**EXERCISE BRIEF:** Repeat the data exactly. Pictures are not part of the copy.

[Excerpts from a dataset]

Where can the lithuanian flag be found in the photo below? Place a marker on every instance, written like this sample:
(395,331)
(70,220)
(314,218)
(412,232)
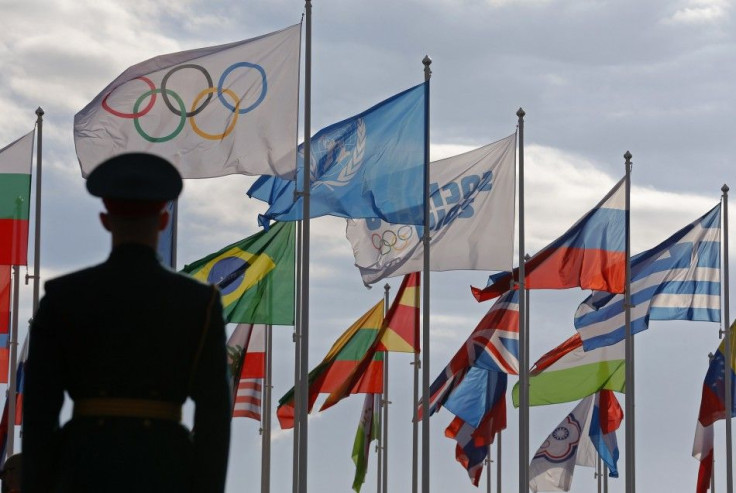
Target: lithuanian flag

**SOLUTION:**
Where can the lithuanian flag be found in the photo below? Place a marker on every instance, written like this sample:
(395,331)
(70,220)
(314,218)
(412,232)
Target: lithuanian flag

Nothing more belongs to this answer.